▸ **SHORT EXERCISE**
Rename every "vertices" in the records below to "corner points", leaving all other text unchanged, and omit the pictures from your output.
╭─ MATERIAL SHOWN
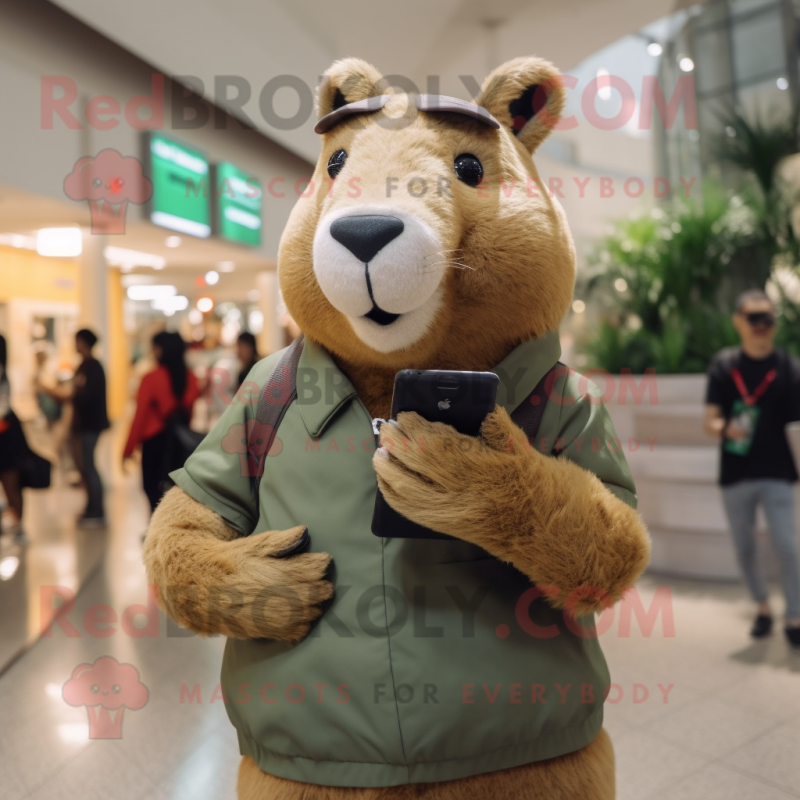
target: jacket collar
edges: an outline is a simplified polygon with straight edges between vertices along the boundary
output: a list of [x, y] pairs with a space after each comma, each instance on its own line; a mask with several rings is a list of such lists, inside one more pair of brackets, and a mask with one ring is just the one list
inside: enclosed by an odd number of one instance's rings
[[[497, 403], [510, 414], [561, 356], [558, 331], [517, 345], [493, 370], [500, 378]], [[356, 396], [325, 348], [305, 340], [297, 369], [297, 404], [309, 435], [319, 437], [339, 409]]]

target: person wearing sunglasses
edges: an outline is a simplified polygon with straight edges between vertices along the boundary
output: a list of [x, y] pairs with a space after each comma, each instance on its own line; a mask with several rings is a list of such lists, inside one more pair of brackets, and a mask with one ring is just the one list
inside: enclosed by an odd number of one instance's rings
[[720, 440], [720, 484], [739, 567], [758, 605], [751, 636], [772, 632], [766, 580], [756, 560], [756, 509], [767, 518], [786, 597], [785, 634], [800, 648], [800, 566], [795, 525], [797, 468], [786, 425], [800, 419], [800, 362], [775, 347], [775, 306], [742, 294], [733, 324], [741, 344], [708, 370], [705, 429]]

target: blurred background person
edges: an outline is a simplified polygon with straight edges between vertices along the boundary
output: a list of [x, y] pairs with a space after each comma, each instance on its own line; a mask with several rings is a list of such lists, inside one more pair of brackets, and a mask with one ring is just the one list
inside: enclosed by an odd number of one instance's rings
[[11, 386], [6, 374], [8, 349], [0, 336], [0, 483], [6, 495], [7, 507], [2, 514], [0, 533], [17, 540], [22, 530], [22, 480], [20, 459], [27, 451], [25, 436], [17, 415], [11, 410]]
[[169, 473], [183, 466], [184, 445], [176, 441], [180, 428], [192, 419], [200, 387], [186, 366], [186, 343], [177, 333], [162, 331], [153, 337], [158, 367], [139, 384], [136, 413], [131, 423], [123, 461], [141, 447], [142, 487], [151, 512], [168, 486]]
[[[45, 424], [49, 431], [62, 418], [64, 404], [54, 396], [53, 390], [58, 385], [50, 370], [50, 358], [47, 347], [40, 345], [34, 351], [33, 390], [36, 394], [36, 404], [42, 412]], [[48, 391], [48, 389], [50, 391]]]
[[772, 610], [756, 559], [756, 508], [764, 509], [786, 597], [785, 633], [800, 647], [800, 567], [795, 525], [798, 474], [786, 425], [800, 419], [800, 362], [775, 347], [775, 306], [742, 294], [733, 317], [741, 345], [711, 363], [706, 431], [721, 441], [720, 484], [739, 567], [758, 604], [751, 635], [768, 636]]
[[239, 380], [236, 384], [237, 390], [245, 382], [250, 370], [258, 363], [261, 356], [258, 354], [256, 337], [252, 333], [245, 331], [239, 334], [236, 340], [236, 355], [239, 358]]

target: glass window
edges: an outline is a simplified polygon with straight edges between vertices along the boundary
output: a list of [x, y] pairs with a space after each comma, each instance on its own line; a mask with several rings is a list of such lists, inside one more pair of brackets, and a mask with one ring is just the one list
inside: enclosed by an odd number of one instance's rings
[[716, 0], [716, 2], [705, 3], [698, 9], [699, 13], [696, 17], [695, 25], [700, 28], [705, 28], [708, 25], [726, 24], [728, 19], [728, 7], [725, 5], [724, 0]]
[[695, 37], [697, 88], [713, 92], [733, 83], [727, 26], [706, 28]]
[[760, 14], [733, 27], [736, 79], [747, 81], [786, 69], [783, 20], [778, 11]]

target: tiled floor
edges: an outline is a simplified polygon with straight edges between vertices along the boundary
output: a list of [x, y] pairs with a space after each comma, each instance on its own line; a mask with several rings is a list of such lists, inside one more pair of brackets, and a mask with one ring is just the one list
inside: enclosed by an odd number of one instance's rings
[[[135, 479], [120, 482], [109, 499], [107, 551], [69, 614], [72, 635], [56, 626], [0, 677], [0, 796], [234, 798], [236, 737], [213, 695], [222, 640], [176, 636], [163, 618], [158, 638], [133, 638], [119, 624], [105, 638], [84, 628], [83, 615], [96, 604], [121, 615], [146, 603], [140, 563], [146, 508]], [[35, 523], [36, 541], [57, 542], [53, 531], [60, 530], [68, 542], [70, 526], [59, 520], [59, 509], [71, 509], [75, 498], [40, 502], [50, 511]], [[606, 726], [617, 754], [619, 800], [800, 797], [800, 654], [780, 635], [749, 641], [751, 609], [740, 586], [651, 576], [638, 597], [644, 609], [663, 600], [649, 634], [635, 615], [628, 634], [617, 609], [602, 635], [616, 684]], [[670, 609], [674, 636], [663, 625]], [[149, 701], [125, 710], [121, 739], [89, 740], [87, 709], [67, 705], [62, 686], [77, 665], [105, 655], [137, 667]], [[183, 684], [199, 684], [202, 703], [181, 702]]]

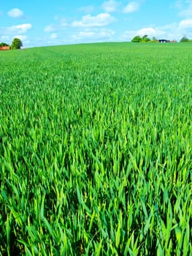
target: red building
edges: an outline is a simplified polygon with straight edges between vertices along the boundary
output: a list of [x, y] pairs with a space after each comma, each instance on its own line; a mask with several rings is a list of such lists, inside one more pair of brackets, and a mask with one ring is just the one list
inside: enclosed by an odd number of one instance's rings
[[0, 50], [10, 50], [9, 46], [0, 46]]

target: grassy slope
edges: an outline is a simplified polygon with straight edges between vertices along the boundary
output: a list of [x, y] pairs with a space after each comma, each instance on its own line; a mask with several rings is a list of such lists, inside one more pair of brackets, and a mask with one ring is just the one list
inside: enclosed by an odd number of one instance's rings
[[0, 251], [188, 255], [191, 45], [1, 52]]

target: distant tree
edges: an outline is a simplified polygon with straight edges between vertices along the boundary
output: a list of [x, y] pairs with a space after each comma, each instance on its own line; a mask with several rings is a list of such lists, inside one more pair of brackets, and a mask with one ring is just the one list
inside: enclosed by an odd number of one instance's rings
[[142, 41], [141, 42], [149, 42], [150, 41], [150, 39], [148, 37], [148, 36], [147, 34], [145, 34], [145, 36], [142, 37]]
[[182, 39], [180, 39], [180, 42], [190, 42], [190, 39], [185, 36], [183, 37]]
[[21, 46], [23, 46], [23, 43], [19, 38], [14, 38], [12, 40], [11, 48], [12, 49], [20, 49]]
[[131, 40], [131, 42], [140, 42], [141, 41], [142, 41], [142, 37], [139, 37], [139, 36], [135, 36], [133, 39], [132, 39], [132, 40]]
[[0, 47], [2, 47], [2, 46], [9, 46], [9, 45], [7, 45], [6, 42], [1, 42], [0, 43]]

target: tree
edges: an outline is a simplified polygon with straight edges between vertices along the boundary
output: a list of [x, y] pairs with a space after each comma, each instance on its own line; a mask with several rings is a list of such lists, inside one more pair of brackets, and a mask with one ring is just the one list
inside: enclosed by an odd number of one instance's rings
[[11, 45], [11, 48], [20, 49], [21, 46], [23, 46], [21, 40], [19, 38], [14, 38]]
[[132, 39], [132, 40], [131, 40], [131, 42], [140, 42], [141, 41], [142, 41], [142, 37], [140, 37], [140, 36], [135, 36], [133, 39]]
[[142, 42], [149, 42], [150, 41], [150, 39], [148, 37], [148, 36], [147, 34], [145, 34], [145, 36], [142, 37]]
[[2, 46], [9, 46], [9, 45], [7, 45], [6, 42], [1, 42], [0, 43], [0, 47], [2, 47]]
[[180, 42], [188, 42], [189, 41], [189, 39], [186, 36], [183, 37], [180, 39]]

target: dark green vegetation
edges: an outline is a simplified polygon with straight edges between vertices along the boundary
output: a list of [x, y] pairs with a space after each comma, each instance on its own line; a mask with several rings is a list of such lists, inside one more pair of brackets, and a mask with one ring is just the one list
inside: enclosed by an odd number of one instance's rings
[[191, 50], [0, 53], [2, 255], [191, 255]]

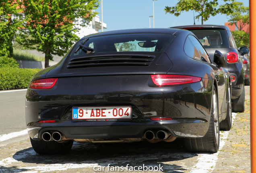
╰─
▸ **TASK SOLUTION**
target: jacket collar
edges: an outline is a simplified polygon with straight edges between corner points along the boundary
output: a list of [x, y] pairs with a space after each comma, each instance on its own line; a mask with several rings is a list of such lists, inside one more pair of brackets, and a mask with one ring is just the one list
inside: enclosed by an odd number of one instance's rings
[[[497, 403], [510, 414], [561, 356], [558, 331], [517, 345], [493, 370], [500, 378]], [[356, 396], [325, 348], [305, 340], [297, 369], [297, 404], [309, 435], [319, 437], [339, 409]]]

target: person wearing sunglasses
edges: an outline is a simplified polygon with straight edges between corner points along the boundary
output: a list of [x, y] pairs with a space after each comma, each instance on its own line; a mask with several rings is a list of such lists, inside one more pair of brackets, and a mask with one ring is just the one list
inside: enclosed by an odd number of one instance's rings
[[720, 440], [720, 484], [739, 567], [758, 605], [751, 636], [772, 632], [766, 580], [756, 560], [756, 509], [767, 518], [786, 597], [785, 634], [800, 648], [800, 566], [795, 525], [797, 468], [786, 425], [800, 419], [800, 362], [775, 347], [775, 306], [742, 294], [733, 324], [741, 344], [708, 370], [705, 429]]

target: blurred background person
edges: an outline is a simplified polygon with straight edges between corner points along the boundary
output: a list of [x, y] pairs with a space after each comma, each instance on its own line; a mask with several rings is a list of such lists, inside one more pair of brackets, and a mask with one ring is just the one list
inside: enclosed by an odd number of one instance's rings
[[11, 386], [6, 374], [8, 349], [0, 336], [0, 483], [6, 495], [7, 507], [2, 514], [0, 533], [17, 540], [22, 530], [22, 480], [20, 459], [27, 451], [25, 436], [17, 415], [11, 410]]
[[169, 473], [183, 466], [184, 445], [176, 441], [180, 428], [192, 419], [200, 387], [186, 366], [186, 343], [177, 333], [162, 331], [153, 337], [158, 367], [139, 384], [136, 413], [131, 423], [123, 461], [141, 447], [142, 487], [151, 512], [168, 486]]
[[[45, 424], [49, 431], [62, 418], [64, 404], [54, 396], [53, 390], [58, 385], [50, 370], [50, 358], [47, 347], [40, 345], [34, 351], [33, 390], [36, 394], [36, 404], [42, 412]], [[48, 391], [48, 389], [50, 391]]]
[[772, 610], [756, 559], [756, 508], [764, 509], [786, 597], [785, 633], [800, 647], [800, 567], [795, 525], [798, 474], [786, 425], [800, 419], [800, 362], [775, 347], [775, 306], [742, 294], [733, 317], [741, 345], [711, 363], [706, 431], [721, 441], [720, 484], [739, 567], [758, 604], [751, 635], [768, 636]]
[[239, 380], [236, 384], [237, 390], [245, 382], [250, 370], [258, 363], [261, 356], [258, 354], [256, 337], [252, 333], [245, 331], [239, 334], [236, 340], [236, 355], [239, 358]]

target: glass window
edges: an outline is a simplified polygon with straight edges between corner points along the boundary
output: a list of [x, y] pairs with a space after each comma, each instance on its own line; a mask with several rings is a list of such lists, inside one more pair of brackets, and a mask with one ring is just the one list
inside: enclosed by an odd number of one instance's rings
[[716, 0], [716, 2], [705, 3], [698, 9], [699, 13], [696, 17], [695, 25], [700, 28], [705, 28], [708, 25], [726, 24], [728, 19], [728, 7], [725, 5], [724, 0]]
[[695, 37], [697, 88], [713, 92], [733, 83], [727, 26], [706, 28]]
[[760, 14], [733, 27], [736, 79], [747, 81], [786, 69], [783, 20], [778, 11]]

target: tiled floor
edges: an outline is a simplified polygon with straight edges between corner points along the boundary
output: a list of [x, y] pairs with a space after each comma, each instance on its own line; a mask with several rings is a list of such lists, inside one more pair of brackets, and a mask with one ring is just the one list
inside: enclosed by an odd number of one instance's rings
[[[135, 479], [120, 482], [109, 499], [107, 551], [69, 614], [72, 635], [56, 626], [0, 677], [0, 796], [234, 798], [236, 737], [213, 695], [222, 640], [176, 636], [163, 618], [158, 638], [133, 638], [119, 624], [105, 638], [84, 628], [83, 615], [96, 604], [121, 615], [146, 603], [140, 563], [146, 508]], [[35, 523], [36, 541], [57, 542], [53, 531], [60, 530], [68, 542], [70, 526], [59, 520], [59, 509], [71, 509], [75, 498], [40, 502], [50, 511]], [[606, 726], [617, 754], [619, 800], [800, 797], [800, 654], [780, 635], [749, 641], [751, 609], [740, 586], [651, 576], [638, 597], [644, 609], [663, 600], [649, 634], [635, 615], [628, 634], [617, 609], [602, 635], [616, 684]], [[670, 609], [674, 636], [663, 625]], [[149, 701], [125, 710], [121, 739], [89, 740], [87, 709], [67, 705], [62, 686], [77, 665], [105, 655], [137, 667]], [[183, 684], [199, 684], [202, 703], [181, 702]]]

target: red building
edges: an outline is a simplified polygon with straight edges between corner points along the boundary
output: a list of [x, y] pairs with a space after each comma, each instance on its own line; a mask with several rings is a list of such lists, inside one more pair of brackets, and a mask with one ring is just the one list
inside: enclosed by an odd number of one instance's rings
[[0, 50], [10, 50], [9, 46], [0, 46]]

target: grassy slope
edges: an outline is a simplified polygon with straight edges between corner points along the boundary
output: a list of [x, y] pairs with a space after each comma, each instance on its own line; a mask with several rings is a list of such lists, inside one more pair of brackets, and a mask with one ring is just the one list
inside: enclosed by an odd number of one instance's rings
[[0, 251], [188, 255], [191, 45], [1, 52]]

target: distant tree
edges: an outline is a simplified polygon with straight edges between corner points along the boundary
output: a list of [x, y] pairs with a space after each comma, each instance on its own line; a mask with several rings is a list of such lists, inside one more pair of brackets, and a mask with one ring is just the one list
inside: enclosed by an odd number of one instance's rings
[[142, 41], [141, 42], [149, 42], [150, 41], [150, 39], [148, 37], [148, 36], [147, 34], [145, 34], [145, 36], [142, 37]]
[[182, 39], [180, 39], [180, 42], [190, 42], [190, 39], [185, 36], [183, 37]]
[[21, 46], [23, 46], [23, 43], [19, 38], [14, 38], [12, 40], [11, 48], [12, 49], [20, 49]]
[[131, 40], [131, 42], [140, 42], [141, 41], [142, 41], [142, 37], [139, 37], [139, 36], [135, 36], [133, 39], [132, 39], [132, 40]]
[[0, 47], [2, 47], [2, 46], [9, 46], [9, 45], [7, 45], [6, 42], [1, 42], [0, 43]]

target: tree
edges: an outline is a simplified polygon with straight edges between corner points along the boundary
output: a list of [x, y] pairs with a space after each comma, each instance on its own line; a mask with several rings is a list of such lists, inside one more pair of brackets, and a mask with one ring is just the one list
inside: enclosed by an odd number of one instance's rings
[[11, 45], [11, 48], [20, 49], [21, 46], [23, 46], [21, 40], [19, 38], [14, 38]]
[[132, 39], [132, 40], [131, 40], [131, 42], [140, 42], [141, 41], [142, 41], [142, 37], [140, 37], [140, 36], [135, 36], [133, 39]]
[[142, 42], [149, 42], [150, 41], [150, 39], [148, 37], [148, 36], [147, 34], [145, 34], [145, 36], [142, 37]]
[[2, 46], [9, 46], [9, 45], [7, 45], [6, 42], [1, 42], [0, 43], [0, 47], [2, 47]]
[[180, 42], [188, 42], [189, 41], [189, 39], [186, 36], [183, 37], [180, 39]]

target: dark green vegetation
edges: an outline is a simplified polygon with straight edges between corner points along the boundary
output: a list of [x, y] pairs with a space after each comma, each instance on its own line; a mask with several rings is a list of such lists, inside one more pair of brackets, and a mask with one ring is just the one list
inside: enclosed by an odd number of one instance's rings
[[191, 50], [0, 53], [2, 255], [191, 255]]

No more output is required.